Every line from the one containing "Target: red tiled roof" to the one containing "Where can the neighboring" in the records below, both included, must be set down exactly, and no other line.

=== Begin Enclosure ===

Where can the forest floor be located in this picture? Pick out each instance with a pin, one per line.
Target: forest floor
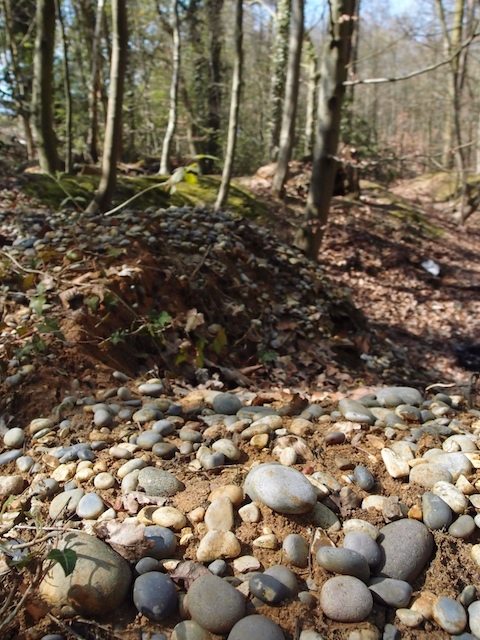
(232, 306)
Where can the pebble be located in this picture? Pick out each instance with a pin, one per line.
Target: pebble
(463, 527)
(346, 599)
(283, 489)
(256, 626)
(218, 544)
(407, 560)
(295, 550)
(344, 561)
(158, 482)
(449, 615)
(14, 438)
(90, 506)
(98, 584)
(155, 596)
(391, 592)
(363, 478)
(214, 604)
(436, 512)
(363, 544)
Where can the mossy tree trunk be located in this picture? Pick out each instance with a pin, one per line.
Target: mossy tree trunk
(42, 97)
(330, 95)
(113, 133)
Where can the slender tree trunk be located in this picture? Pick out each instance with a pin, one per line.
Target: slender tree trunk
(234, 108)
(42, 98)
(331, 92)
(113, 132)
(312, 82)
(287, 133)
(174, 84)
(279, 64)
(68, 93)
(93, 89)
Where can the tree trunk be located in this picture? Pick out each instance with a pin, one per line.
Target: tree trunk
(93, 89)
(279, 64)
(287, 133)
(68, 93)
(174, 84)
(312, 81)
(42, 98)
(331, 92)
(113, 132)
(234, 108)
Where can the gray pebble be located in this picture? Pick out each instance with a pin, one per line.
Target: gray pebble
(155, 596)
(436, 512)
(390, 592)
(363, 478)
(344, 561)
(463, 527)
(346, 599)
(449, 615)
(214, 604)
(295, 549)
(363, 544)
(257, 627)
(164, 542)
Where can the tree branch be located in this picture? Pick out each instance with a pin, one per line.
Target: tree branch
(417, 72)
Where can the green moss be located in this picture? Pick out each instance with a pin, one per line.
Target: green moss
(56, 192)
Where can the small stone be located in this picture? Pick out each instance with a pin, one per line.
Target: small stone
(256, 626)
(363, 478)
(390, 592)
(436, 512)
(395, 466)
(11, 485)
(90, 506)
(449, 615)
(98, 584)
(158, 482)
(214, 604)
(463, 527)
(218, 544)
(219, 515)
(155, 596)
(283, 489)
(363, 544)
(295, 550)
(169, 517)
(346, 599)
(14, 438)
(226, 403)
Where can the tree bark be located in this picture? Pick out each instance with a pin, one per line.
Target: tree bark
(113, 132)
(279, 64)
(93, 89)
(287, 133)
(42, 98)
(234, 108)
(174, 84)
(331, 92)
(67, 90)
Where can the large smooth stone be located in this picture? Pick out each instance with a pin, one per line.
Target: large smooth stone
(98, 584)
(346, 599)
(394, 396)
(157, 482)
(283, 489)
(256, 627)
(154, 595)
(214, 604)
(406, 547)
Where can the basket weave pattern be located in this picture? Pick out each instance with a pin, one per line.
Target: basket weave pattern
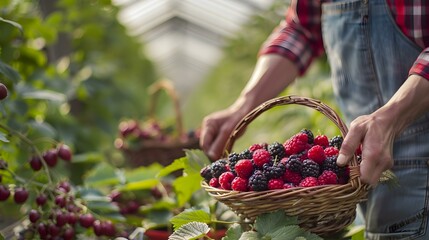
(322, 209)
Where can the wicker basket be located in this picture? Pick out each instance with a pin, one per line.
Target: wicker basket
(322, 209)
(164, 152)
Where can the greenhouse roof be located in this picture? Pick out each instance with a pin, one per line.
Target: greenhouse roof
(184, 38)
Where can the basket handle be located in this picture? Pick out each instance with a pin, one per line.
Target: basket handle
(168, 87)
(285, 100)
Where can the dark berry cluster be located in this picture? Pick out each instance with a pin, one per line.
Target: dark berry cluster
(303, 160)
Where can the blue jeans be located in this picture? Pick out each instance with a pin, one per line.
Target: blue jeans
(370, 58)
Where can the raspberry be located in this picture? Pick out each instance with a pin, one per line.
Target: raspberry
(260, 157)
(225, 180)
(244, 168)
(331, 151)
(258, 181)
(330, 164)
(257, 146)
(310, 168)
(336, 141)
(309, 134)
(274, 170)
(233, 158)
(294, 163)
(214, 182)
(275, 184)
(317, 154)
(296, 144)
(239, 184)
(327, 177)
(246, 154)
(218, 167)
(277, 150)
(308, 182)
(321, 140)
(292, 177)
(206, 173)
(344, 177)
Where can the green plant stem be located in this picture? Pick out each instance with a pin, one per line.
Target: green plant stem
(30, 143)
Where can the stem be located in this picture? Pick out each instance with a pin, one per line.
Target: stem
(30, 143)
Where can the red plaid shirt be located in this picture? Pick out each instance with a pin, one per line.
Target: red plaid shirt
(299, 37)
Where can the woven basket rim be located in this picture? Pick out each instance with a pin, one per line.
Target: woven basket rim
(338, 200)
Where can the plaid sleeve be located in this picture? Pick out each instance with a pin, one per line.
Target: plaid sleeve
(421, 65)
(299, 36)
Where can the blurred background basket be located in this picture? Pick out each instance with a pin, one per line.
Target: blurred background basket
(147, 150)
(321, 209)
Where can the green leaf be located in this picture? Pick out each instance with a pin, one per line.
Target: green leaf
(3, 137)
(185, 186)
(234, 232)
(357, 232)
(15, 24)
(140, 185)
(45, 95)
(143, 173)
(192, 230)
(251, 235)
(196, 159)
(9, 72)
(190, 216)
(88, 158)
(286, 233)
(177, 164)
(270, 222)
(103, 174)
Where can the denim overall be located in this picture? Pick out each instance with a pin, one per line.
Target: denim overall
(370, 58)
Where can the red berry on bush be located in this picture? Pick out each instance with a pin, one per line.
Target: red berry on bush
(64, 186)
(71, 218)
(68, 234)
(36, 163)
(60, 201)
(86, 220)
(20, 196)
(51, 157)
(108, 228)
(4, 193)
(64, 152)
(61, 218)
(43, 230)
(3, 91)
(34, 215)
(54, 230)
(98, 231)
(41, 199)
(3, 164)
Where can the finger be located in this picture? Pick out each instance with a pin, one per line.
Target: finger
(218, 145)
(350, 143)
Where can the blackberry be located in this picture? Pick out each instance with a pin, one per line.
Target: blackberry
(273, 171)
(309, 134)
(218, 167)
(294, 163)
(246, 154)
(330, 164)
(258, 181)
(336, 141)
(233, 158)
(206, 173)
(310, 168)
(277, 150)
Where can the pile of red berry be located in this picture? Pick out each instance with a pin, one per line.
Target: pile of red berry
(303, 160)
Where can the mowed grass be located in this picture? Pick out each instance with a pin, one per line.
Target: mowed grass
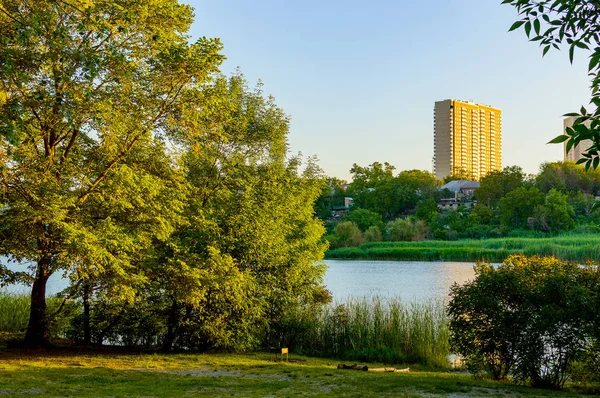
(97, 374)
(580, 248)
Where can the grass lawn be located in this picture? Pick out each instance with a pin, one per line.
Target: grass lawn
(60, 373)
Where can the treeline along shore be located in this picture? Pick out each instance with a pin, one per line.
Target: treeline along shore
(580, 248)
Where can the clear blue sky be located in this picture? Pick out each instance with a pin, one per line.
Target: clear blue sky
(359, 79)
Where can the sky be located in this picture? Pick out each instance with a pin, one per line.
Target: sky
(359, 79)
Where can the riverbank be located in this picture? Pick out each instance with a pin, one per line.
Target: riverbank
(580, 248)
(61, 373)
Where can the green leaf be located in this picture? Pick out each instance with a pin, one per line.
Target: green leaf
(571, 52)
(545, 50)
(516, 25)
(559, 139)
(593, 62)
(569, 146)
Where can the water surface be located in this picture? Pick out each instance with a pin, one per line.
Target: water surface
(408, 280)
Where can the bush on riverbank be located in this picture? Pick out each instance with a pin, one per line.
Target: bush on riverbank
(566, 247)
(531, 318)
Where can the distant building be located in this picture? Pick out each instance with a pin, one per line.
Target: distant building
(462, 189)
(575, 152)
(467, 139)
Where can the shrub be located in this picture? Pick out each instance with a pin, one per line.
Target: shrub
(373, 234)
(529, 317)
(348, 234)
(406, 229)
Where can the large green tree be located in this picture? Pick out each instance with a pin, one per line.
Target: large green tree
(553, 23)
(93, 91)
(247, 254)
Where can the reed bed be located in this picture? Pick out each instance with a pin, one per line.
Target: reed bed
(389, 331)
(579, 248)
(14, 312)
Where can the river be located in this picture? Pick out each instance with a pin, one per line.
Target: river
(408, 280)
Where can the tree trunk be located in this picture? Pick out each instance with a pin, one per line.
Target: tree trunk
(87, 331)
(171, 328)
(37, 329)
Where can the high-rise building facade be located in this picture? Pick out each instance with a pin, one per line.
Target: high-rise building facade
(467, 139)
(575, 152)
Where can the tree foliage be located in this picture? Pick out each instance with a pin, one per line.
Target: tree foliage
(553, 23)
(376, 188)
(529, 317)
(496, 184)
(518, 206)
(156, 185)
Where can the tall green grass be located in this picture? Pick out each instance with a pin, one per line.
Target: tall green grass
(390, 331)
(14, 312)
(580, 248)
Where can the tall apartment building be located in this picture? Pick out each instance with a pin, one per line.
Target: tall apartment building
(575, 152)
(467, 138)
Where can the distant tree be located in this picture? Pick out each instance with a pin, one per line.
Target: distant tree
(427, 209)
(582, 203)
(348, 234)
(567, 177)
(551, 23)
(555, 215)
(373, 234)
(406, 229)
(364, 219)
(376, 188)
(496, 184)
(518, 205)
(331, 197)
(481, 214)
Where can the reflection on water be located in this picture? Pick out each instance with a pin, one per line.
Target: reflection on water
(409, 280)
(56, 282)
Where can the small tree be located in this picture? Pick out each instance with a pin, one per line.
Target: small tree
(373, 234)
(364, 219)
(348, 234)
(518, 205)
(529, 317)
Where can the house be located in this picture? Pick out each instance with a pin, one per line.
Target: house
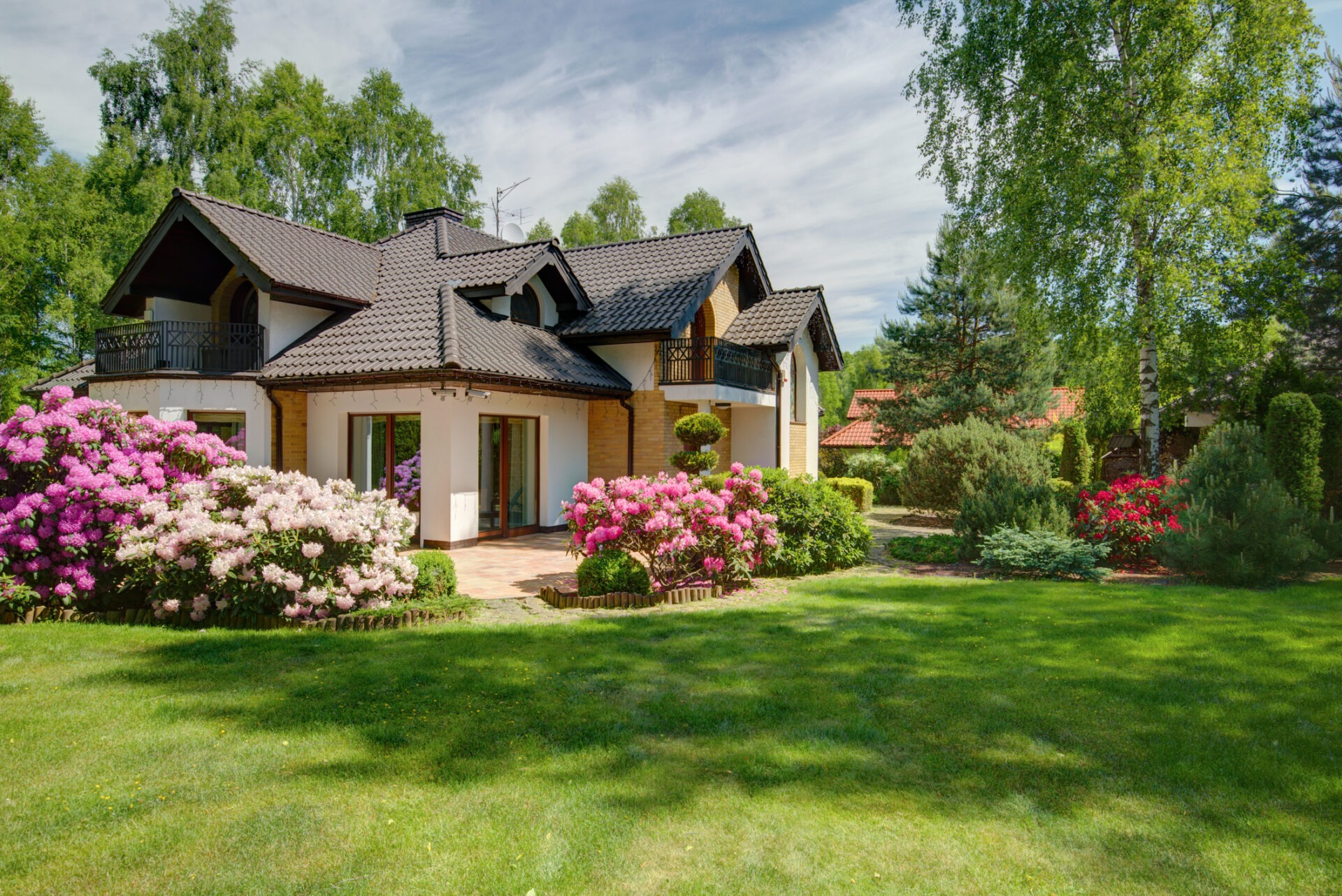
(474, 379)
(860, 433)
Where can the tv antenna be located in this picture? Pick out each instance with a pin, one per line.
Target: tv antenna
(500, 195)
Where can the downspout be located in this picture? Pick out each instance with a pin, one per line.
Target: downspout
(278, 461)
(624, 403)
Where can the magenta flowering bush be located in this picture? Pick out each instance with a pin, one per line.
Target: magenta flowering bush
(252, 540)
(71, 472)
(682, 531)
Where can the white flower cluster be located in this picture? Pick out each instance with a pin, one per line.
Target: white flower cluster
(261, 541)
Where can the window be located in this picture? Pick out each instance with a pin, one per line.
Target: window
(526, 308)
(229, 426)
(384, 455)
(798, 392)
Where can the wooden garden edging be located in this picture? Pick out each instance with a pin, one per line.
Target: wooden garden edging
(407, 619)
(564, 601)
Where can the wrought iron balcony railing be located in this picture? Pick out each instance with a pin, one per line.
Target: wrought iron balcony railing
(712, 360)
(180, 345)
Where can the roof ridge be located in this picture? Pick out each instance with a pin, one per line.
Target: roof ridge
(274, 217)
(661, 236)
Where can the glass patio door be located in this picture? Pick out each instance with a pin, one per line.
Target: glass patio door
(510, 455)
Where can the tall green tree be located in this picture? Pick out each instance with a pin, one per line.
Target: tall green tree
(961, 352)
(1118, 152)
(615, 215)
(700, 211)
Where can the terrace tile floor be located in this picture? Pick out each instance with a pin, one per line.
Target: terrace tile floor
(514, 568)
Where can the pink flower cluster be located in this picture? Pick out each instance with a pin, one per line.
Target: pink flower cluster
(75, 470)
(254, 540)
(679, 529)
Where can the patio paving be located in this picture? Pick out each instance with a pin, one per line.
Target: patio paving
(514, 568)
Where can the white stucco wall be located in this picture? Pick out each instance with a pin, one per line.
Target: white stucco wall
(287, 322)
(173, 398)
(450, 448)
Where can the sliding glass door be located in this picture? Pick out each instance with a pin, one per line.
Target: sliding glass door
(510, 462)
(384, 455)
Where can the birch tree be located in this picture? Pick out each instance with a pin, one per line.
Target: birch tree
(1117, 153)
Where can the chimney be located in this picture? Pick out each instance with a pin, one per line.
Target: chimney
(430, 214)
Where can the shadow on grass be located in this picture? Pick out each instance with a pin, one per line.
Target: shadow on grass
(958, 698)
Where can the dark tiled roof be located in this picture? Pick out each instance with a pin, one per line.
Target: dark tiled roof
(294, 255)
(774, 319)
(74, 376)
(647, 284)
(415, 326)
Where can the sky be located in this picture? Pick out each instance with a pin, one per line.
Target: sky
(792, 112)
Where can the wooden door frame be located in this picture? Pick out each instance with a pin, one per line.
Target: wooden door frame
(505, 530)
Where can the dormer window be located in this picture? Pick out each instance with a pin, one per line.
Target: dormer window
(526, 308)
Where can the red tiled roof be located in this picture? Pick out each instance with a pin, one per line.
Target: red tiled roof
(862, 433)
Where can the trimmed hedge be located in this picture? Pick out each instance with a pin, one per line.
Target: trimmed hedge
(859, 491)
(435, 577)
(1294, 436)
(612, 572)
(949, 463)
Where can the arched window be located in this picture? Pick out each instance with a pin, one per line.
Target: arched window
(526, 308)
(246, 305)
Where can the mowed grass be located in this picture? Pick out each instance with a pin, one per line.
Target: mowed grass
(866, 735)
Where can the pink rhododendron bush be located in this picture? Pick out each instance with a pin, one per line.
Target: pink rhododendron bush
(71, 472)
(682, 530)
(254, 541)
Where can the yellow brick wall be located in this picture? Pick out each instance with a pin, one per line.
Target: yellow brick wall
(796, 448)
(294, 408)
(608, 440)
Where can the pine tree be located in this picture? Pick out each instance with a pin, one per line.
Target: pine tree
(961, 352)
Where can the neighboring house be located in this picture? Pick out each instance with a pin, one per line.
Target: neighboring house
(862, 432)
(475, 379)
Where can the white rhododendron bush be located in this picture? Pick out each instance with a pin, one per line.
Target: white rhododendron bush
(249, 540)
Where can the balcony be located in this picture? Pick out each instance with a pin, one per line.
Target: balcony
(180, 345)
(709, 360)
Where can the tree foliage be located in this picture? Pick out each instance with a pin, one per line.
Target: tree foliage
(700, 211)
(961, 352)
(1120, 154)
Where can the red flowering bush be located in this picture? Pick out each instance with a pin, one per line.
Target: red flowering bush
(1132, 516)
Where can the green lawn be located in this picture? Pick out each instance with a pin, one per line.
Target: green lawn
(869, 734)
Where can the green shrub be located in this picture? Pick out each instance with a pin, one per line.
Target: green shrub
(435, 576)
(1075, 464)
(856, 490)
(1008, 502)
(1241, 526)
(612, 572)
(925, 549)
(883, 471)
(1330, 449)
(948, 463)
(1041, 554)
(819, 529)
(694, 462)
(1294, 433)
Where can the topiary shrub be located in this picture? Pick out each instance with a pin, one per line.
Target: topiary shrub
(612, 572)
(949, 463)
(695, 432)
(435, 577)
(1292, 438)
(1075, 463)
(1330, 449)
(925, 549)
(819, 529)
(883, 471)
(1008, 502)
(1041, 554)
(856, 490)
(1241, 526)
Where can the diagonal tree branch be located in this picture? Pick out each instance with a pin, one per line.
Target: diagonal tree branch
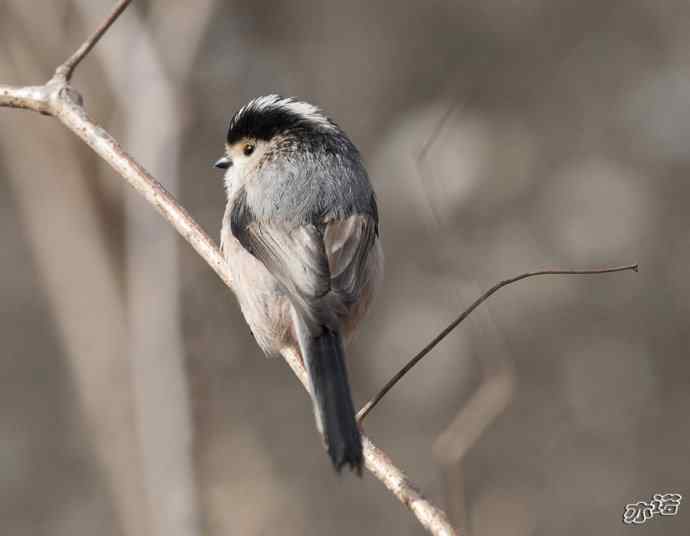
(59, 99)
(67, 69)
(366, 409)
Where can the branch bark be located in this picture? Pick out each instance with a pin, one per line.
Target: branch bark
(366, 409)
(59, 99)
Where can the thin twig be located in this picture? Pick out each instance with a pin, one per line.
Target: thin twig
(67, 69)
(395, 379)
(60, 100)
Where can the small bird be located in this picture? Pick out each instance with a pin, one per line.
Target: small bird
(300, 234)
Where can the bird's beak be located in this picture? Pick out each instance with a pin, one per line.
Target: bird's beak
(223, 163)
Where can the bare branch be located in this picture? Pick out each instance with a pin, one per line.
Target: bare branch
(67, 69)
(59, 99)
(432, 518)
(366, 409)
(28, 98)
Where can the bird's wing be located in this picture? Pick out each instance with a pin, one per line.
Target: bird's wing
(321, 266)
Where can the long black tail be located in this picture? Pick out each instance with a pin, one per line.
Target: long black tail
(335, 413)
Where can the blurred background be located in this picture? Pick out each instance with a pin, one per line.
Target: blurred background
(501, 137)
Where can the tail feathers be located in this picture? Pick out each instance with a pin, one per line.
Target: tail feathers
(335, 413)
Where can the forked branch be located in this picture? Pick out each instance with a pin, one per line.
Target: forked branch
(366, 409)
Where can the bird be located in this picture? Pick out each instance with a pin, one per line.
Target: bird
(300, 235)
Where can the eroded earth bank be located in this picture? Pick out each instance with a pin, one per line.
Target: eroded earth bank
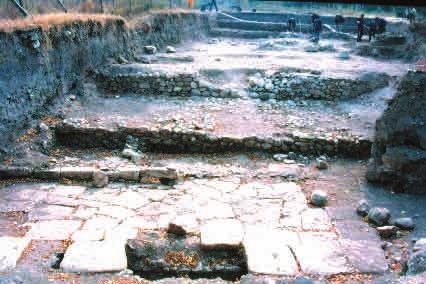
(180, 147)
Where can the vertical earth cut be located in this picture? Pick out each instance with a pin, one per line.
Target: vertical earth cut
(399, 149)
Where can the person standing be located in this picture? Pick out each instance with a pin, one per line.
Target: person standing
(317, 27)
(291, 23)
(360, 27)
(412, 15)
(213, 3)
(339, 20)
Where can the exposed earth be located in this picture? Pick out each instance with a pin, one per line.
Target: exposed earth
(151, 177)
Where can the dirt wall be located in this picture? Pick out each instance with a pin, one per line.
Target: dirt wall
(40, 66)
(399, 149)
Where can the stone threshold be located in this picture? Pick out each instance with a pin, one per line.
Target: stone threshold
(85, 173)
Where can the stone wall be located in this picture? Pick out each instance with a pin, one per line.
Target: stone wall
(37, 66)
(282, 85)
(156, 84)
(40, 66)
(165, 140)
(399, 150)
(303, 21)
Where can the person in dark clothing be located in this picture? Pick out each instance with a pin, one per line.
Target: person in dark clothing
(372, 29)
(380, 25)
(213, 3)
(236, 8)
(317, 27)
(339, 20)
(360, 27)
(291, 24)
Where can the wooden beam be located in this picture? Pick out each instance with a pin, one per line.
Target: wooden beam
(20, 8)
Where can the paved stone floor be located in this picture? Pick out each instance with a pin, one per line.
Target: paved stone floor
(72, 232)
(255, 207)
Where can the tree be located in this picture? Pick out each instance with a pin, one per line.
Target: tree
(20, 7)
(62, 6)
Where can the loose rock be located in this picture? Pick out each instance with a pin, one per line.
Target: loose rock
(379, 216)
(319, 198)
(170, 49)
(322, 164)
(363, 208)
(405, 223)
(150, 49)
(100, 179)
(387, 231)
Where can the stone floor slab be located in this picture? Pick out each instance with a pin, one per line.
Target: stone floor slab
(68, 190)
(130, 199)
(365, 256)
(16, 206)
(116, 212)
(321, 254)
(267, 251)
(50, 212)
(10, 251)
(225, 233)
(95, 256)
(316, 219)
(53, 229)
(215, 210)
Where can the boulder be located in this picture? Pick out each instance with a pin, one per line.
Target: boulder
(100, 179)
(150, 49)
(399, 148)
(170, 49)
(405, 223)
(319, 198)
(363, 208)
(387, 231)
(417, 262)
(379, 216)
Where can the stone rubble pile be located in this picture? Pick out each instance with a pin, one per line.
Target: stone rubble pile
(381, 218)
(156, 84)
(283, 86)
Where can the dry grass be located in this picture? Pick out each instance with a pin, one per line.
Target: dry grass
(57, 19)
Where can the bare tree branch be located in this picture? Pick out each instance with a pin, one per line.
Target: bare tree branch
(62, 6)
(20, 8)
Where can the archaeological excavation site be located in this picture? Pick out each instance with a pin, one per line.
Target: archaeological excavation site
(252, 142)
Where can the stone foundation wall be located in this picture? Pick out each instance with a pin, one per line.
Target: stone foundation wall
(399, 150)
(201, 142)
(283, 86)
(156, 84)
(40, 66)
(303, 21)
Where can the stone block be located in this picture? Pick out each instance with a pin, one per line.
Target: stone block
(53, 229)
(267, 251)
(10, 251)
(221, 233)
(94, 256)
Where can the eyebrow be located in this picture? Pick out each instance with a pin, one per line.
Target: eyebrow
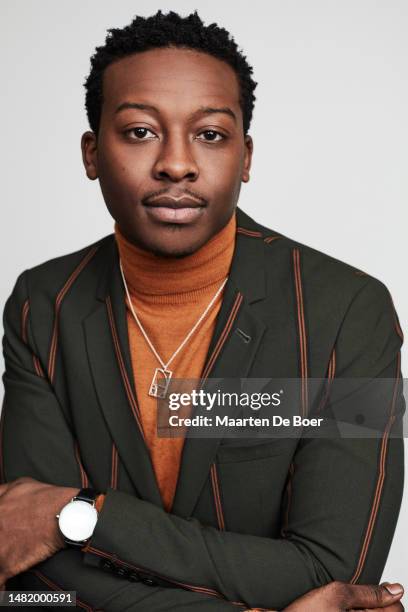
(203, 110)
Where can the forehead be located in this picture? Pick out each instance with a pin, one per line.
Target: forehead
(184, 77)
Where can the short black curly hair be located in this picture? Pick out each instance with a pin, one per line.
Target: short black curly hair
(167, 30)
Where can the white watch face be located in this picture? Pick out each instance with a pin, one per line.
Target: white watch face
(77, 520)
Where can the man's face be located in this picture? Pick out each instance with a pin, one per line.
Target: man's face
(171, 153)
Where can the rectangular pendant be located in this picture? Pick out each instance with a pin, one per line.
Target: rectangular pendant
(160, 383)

=== End Enclosure ===

■ SOLVED PROBLEM
Target: red tiled roof
(862, 433)
Where can the trimmed hedge be located in this picture? Pick out each instance with a pin, one per line.
Target: trimmed hedge
(859, 491)
(435, 577)
(1294, 436)
(612, 572)
(949, 463)
Where can the arched window be located in this picture? Pick out each instance with a pin, one per line.
Target: arched window
(526, 308)
(246, 305)
Where can the mowed grass be located in this picture? Pick out each instance with a pin, one per line.
Target: mowed grass
(866, 735)
Where can the pink rhododendron bush be located in this picture? Pick out each instance with a pin, one per line.
Target: pink rhododendron bush
(71, 472)
(682, 530)
(254, 541)
Where can the yellow brick wall be located in this picture? Pick out each instance with a pin, one per line.
Target: yellow brick wall
(796, 448)
(294, 408)
(608, 440)
Where can the pine tree be located in this picture? Pick out each instance with a pin, one per line.
Target: pine tree
(961, 352)
Where can the neighboring house be located in this picture? Pick out each instance with a pin, one per line.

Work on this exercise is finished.